━━━━━ Provided records

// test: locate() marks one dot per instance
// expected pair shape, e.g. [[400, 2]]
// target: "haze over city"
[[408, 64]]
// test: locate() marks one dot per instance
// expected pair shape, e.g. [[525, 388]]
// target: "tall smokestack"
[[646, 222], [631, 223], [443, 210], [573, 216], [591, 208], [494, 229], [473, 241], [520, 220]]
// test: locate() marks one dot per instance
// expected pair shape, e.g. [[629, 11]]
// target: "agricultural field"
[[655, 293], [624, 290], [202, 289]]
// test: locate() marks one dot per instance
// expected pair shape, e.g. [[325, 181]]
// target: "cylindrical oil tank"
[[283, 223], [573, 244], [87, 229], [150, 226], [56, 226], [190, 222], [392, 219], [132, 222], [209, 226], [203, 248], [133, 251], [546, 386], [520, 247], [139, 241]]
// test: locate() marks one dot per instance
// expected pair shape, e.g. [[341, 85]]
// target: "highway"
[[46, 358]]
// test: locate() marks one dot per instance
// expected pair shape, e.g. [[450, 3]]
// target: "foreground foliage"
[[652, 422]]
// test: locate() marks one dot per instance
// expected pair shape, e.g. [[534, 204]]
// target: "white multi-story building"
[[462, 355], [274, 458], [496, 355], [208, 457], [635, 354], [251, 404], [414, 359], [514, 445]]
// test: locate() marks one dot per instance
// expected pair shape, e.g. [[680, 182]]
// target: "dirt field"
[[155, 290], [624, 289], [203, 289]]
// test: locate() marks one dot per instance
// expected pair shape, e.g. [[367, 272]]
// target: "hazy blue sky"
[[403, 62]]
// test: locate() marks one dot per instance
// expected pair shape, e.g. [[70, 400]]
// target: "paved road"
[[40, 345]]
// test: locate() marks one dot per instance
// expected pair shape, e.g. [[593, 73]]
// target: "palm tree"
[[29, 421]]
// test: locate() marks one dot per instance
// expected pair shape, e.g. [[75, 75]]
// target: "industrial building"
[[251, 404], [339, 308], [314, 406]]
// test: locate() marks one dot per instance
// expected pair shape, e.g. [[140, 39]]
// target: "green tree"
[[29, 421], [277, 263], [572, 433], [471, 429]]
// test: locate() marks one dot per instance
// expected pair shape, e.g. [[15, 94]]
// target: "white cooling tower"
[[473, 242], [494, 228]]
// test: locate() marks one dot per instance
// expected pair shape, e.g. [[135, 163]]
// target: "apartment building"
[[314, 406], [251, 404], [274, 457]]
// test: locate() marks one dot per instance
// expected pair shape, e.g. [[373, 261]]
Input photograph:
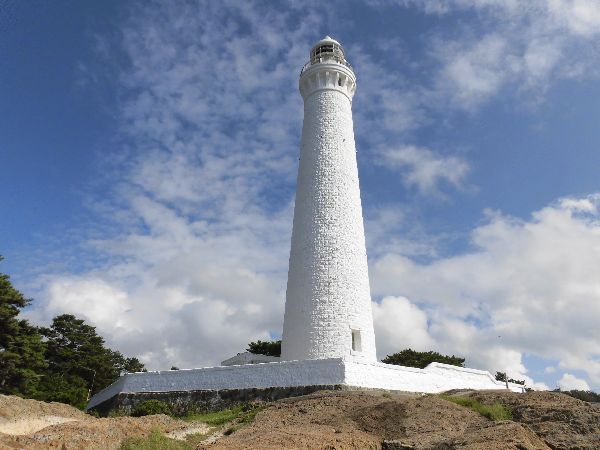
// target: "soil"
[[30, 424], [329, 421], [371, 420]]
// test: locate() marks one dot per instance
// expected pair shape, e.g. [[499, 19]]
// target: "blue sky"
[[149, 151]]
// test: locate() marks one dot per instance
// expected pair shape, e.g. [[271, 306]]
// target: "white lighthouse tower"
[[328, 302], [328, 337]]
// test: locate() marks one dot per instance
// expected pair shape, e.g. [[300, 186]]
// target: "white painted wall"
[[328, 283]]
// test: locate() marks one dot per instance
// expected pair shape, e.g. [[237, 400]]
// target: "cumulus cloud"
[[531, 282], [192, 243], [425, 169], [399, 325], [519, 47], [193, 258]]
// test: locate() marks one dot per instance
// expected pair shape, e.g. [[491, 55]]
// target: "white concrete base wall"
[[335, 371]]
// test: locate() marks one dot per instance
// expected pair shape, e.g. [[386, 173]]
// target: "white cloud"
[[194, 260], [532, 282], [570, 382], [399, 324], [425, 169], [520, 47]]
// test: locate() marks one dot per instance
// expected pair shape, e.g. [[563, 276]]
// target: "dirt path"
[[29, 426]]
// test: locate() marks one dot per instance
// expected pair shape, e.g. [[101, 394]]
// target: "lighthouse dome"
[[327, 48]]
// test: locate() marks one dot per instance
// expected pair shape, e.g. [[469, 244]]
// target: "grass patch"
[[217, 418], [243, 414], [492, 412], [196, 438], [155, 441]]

━━━━━━━━━━
━━━━━ Provided records

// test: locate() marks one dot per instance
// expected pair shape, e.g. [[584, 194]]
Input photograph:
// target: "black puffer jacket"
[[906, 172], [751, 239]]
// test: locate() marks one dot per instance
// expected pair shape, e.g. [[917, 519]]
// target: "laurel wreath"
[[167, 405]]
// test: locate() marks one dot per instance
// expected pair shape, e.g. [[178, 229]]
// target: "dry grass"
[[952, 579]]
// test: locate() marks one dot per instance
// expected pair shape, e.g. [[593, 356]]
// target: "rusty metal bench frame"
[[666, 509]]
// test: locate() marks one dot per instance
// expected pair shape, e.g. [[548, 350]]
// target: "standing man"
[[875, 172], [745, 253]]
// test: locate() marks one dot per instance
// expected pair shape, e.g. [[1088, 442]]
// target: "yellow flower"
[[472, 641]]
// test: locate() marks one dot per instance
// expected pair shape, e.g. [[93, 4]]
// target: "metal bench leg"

━━━━━━━━━━
━━━━━ Provided records

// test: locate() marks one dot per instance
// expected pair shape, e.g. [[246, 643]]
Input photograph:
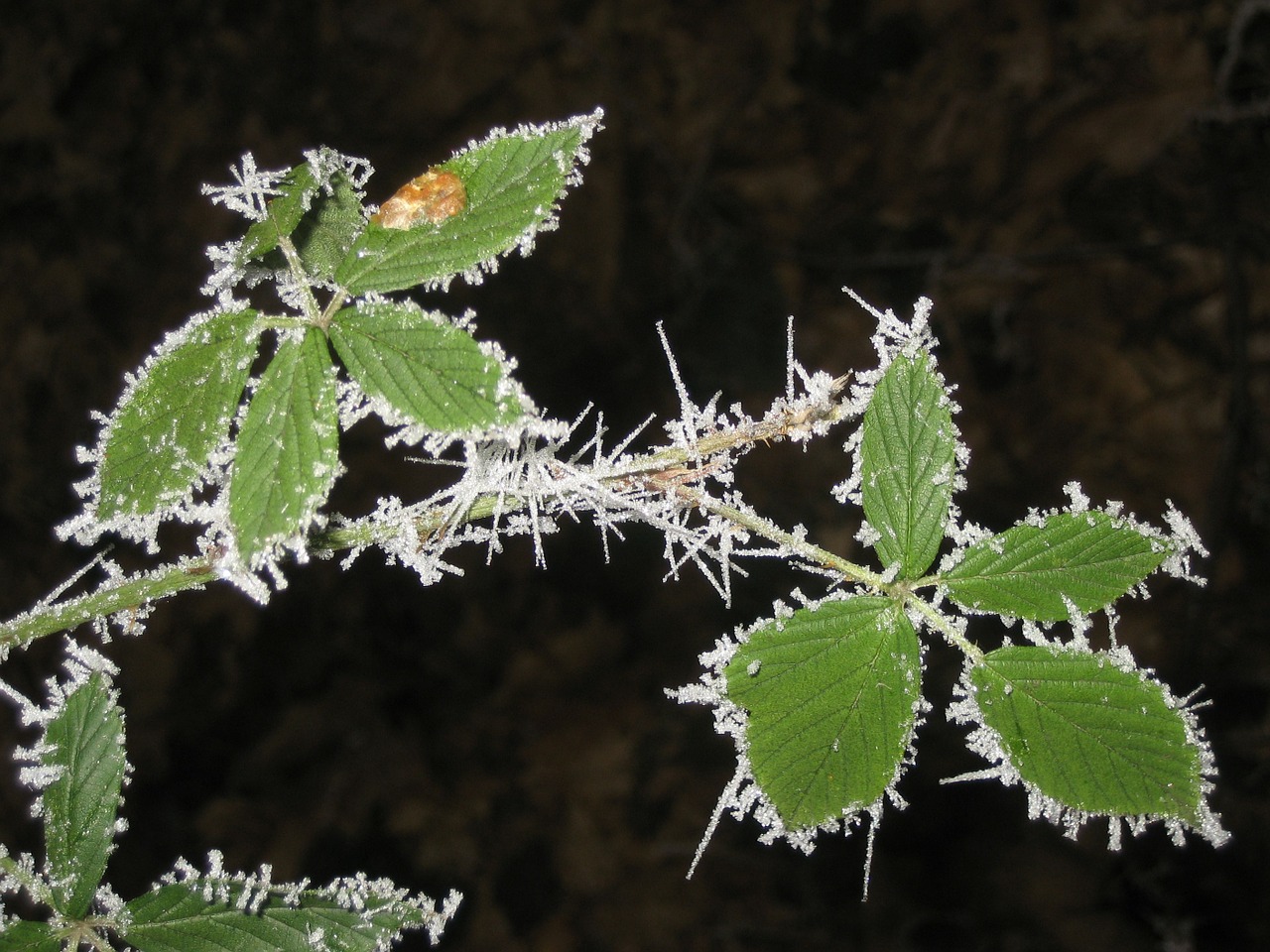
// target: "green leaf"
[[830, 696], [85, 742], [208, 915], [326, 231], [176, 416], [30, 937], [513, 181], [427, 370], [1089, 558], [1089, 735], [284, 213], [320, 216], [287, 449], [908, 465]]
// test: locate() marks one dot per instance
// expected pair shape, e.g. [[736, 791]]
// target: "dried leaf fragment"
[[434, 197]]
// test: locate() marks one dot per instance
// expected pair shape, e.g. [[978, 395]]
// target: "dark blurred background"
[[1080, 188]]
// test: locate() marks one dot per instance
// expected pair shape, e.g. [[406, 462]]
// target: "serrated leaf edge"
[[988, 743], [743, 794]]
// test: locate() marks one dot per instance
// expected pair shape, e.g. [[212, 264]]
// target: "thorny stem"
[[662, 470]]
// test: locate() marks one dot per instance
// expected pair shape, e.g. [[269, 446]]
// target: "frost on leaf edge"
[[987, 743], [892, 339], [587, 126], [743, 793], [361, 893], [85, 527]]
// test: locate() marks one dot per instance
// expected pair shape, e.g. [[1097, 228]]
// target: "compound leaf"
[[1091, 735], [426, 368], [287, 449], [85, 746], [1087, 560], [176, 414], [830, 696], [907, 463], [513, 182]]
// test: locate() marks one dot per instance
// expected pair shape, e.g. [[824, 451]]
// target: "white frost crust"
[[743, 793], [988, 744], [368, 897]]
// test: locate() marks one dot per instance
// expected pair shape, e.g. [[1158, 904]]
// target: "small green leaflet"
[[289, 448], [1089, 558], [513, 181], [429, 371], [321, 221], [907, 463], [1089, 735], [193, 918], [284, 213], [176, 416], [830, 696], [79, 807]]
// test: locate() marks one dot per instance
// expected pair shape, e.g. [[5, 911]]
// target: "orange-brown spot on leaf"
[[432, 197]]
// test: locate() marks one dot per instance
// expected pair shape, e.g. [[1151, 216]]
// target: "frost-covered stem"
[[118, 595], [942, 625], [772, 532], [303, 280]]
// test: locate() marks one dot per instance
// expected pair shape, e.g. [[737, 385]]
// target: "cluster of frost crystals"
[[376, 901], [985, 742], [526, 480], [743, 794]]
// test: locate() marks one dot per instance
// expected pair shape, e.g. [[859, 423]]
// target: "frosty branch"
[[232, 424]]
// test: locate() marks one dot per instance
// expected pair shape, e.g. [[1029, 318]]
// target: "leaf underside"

━━━━━━━━━━

Problem description
Show every line from the source data above that contains the string "edge".

Task response
// target: "serrated leaf edge"
// target: "frost on leaf edge"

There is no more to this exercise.